[start Provided text]
I was able to get one more run in San Francisco before I headed back home to the Midwest.  I’m back in my routine of running 5-6 times a week, but however next week I will include two days of strength training and will cut my running down to 3-4 times.  I plan to create my training plan that will get me through Christmas here in the next days and will share it on the blog once it is complete.  I don’t plan on running another race until the spring unless I’d pick up a short 5K or 10K here with the wife, however I’d like to continue to build my base and have my springtime training for my marathon make this past training look wimpy.  I need to be stronger over the last 1/3 of the marathon and I’m determined to make it happen.

Please share any questions or comments below and I will be happy to answer them. Until next time, Happy Running!

Sioux Falls Marathon Race Recap

I knew going into this race that sub 3:05 is a special time and it would take a special day to achieve it.  My training, my diet, my lack of injuries, and mental preparation had all been spot on.  There was not an inkling in my body that hinted that the day ahead would be nothing less than spectacular.  As I woke up on race my morning I was pumped and ready to get the starting line.  I ate my bagel and yogurt which followed my plan and made my way to the starting line.  With a 6:45 am start, it still felt like night when I arrived at Howard Wood Field.  Seeing the parking lot and track full of runners, the butterflies settled in my stomach.  There was over 500 runners looking to accomplish the same goal as me…to finish the Sioux Falls marathon.
[end Provided text]
→ Stated goal A:
In the entries below, write out verbatim the lines between the one containing "In the photo provided above, tightly box each distant" and the one containing "xmin=328 ymin=165 xmax=394 ymax=213", inclusive. Omit the pictures from your answer.
The entries below have no connection to the running blog post.
[start Records to use]
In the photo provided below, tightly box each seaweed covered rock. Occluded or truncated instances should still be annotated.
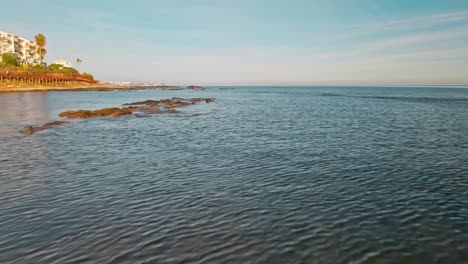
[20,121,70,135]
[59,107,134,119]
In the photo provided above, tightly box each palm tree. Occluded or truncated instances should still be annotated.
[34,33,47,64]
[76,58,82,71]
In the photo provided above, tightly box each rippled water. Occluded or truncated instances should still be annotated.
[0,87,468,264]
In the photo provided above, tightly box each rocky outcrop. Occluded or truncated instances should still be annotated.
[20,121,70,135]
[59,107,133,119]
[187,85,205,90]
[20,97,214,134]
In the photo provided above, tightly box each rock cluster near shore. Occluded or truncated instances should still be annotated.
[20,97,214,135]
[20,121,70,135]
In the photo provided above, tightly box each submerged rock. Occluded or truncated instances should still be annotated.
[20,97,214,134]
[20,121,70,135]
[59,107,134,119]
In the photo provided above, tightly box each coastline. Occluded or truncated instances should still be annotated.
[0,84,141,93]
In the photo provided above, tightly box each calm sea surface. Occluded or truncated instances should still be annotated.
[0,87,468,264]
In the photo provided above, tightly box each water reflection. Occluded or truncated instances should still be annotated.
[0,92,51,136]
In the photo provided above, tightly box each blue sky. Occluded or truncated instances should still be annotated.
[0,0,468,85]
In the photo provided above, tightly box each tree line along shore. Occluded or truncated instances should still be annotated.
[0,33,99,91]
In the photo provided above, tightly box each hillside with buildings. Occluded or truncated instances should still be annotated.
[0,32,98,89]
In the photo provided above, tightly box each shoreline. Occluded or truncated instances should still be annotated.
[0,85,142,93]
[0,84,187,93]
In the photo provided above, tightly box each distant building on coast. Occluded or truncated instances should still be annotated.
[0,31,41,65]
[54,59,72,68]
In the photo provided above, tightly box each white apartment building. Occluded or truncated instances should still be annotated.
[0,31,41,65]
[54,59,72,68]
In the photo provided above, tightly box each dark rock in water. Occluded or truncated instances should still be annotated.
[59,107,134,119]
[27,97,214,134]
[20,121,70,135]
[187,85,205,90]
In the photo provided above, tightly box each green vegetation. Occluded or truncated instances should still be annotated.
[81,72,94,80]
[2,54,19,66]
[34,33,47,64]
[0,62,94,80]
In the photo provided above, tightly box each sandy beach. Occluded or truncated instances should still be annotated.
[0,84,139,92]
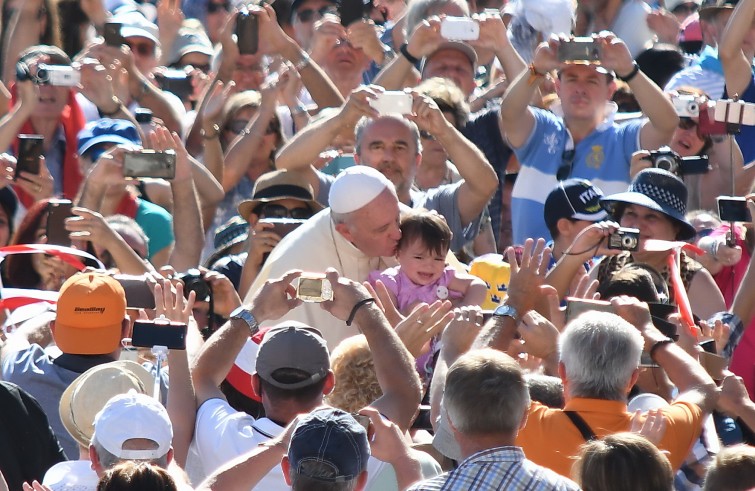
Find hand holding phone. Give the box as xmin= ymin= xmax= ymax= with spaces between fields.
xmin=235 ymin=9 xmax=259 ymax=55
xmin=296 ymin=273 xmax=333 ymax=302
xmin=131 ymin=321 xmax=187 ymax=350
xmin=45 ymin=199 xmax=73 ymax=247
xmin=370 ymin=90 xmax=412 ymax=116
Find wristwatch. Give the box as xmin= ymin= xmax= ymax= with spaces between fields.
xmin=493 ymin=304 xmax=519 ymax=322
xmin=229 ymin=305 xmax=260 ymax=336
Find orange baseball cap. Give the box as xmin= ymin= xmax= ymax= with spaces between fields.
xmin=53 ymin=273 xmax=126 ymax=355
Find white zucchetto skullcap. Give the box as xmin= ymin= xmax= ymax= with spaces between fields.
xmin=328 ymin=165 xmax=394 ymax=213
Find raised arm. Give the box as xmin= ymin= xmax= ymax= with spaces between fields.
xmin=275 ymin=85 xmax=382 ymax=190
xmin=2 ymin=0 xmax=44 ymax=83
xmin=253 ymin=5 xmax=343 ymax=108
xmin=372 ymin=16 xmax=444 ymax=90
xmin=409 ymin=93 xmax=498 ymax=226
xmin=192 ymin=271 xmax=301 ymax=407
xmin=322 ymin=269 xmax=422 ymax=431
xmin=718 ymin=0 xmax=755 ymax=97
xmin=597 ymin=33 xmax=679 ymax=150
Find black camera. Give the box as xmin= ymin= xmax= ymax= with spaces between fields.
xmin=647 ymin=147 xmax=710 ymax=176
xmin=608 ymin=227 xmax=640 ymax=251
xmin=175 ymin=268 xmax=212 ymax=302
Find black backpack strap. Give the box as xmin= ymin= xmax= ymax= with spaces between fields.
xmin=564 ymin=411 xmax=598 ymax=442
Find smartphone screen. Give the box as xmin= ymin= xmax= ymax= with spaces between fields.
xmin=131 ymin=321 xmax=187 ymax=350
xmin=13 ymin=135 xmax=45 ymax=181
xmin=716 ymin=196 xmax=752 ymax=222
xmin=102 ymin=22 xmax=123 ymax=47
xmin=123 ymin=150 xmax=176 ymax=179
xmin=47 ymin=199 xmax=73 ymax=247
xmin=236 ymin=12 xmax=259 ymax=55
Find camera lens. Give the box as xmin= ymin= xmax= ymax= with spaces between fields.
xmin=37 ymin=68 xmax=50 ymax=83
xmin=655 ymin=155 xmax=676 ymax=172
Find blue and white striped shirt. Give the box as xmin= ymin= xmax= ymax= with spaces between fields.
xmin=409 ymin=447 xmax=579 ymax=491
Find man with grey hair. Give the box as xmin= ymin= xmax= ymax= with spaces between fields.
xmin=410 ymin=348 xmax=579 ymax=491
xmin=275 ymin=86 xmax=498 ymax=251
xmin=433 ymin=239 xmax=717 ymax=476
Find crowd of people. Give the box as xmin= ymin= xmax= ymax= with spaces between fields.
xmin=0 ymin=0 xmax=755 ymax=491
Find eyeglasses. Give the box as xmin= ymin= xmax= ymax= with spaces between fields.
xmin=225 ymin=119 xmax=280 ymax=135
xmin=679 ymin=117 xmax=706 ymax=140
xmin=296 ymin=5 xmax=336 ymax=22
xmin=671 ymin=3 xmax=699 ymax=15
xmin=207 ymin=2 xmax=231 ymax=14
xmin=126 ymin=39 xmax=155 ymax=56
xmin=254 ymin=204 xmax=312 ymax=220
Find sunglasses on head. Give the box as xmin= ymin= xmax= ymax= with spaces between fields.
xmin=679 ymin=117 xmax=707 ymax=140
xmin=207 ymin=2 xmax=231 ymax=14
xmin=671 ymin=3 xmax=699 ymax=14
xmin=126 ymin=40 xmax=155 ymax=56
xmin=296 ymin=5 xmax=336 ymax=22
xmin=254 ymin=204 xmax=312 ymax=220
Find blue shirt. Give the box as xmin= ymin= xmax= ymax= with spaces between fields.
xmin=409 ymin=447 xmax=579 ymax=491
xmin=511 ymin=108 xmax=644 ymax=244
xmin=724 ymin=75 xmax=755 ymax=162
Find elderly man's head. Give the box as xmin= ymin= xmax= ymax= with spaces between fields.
[end Records to use]
→ Stated goal B:
Reproduce the running blog post verbatim, in full.

→ Task result A:
In the photo provided above, tightly box each distant building on coast. Occluded or truncated instances should still be annotated.
[0,31,41,65]
[54,59,72,68]
In the photo provided above, tightly box each white apartment building. Occluded or truncated instances should still be annotated.
[0,31,41,65]
[54,59,72,68]
In the photo provided above, tightly box each dark rock in water. Occluded or truncated instances should still be annotated.
[59,107,134,119]
[27,97,214,134]
[20,121,70,135]
[187,85,205,90]
In the photo provided above, tightly box each green vegetation. Occluded or truncated instances should still be annotated.
[81,72,94,80]
[2,54,19,66]
[34,33,47,64]
[0,62,94,80]
In the photo provided above, tightly box each sandy beach. Occluded or truncated instances should still be annotated.
[0,84,139,92]
Find hand holding phone. Give the box as xmin= ymin= xmax= ymax= with spaces between fields.
xmin=235 ymin=9 xmax=259 ymax=55
xmin=296 ymin=273 xmax=333 ymax=302
xmin=131 ymin=321 xmax=187 ymax=350
xmin=45 ymin=199 xmax=73 ymax=247
xmin=370 ymin=90 xmax=412 ymax=116
Find wristwatch. Give the box as xmin= ymin= xmax= ymax= with spaces between fields.
xmin=493 ymin=304 xmax=519 ymax=322
xmin=229 ymin=305 xmax=260 ymax=336
Find orange baseball cap. Give the box as xmin= ymin= xmax= ymax= with spaces between fields.
xmin=53 ymin=273 xmax=126 ymax=355
Find white zucchetto skullcap. Give the box as xmin= ymin= xmax= ymax= with spaces between fields.
xmin=328 ymin=165 xmax=394 ymax=213

→ Task result B:
I was able to get one more run in San Francisco before I headed back home to the Midwest.  I’m back in my routine of running 5-6 times a week, but however next week I will include two days of strength training and will cut my running down to 3-4 times.  I plan to create my training plan that will get me through Christmas here in the next days and will share it on the blog once it is complete.  I don’t plan on running another race until the spring unless I’d pick up a short 5K or 10K here with the wife, however I’d like to continue to build my base and have my springtime training for my marathon make this past training look wimpy.  I need to be stronger over the last 1/3 of the marathon and I’m determined to make it happen.

Please share any questions or comments below and I will be happy to answer them. Until next time, Happy Running!

Sioux Falls Marathon Race Recap

I knew going into this race that sub 3:05 is a special time and it would take a special day to achieve it.  My training, my diet, my lack of injuries, and mental preparation had all been spot on.  There was not an inkling in my body that hinted that the day ahead would be nothing less than spectacular.  As I woke up on race my morning I was pumped and ready to get the starting line.  I ate my bagel and yogurt which followed my plan and made my way to the starting line.  With a 6:45 am start, it still felt like night when I arrived at Howard Wood Field.  Seeing the parking lot and track full of runners, the butterflies settled in my stomach.  There was over 500 runners looking to accomplish the same goal as me…to finish the Sioux Falls marathon.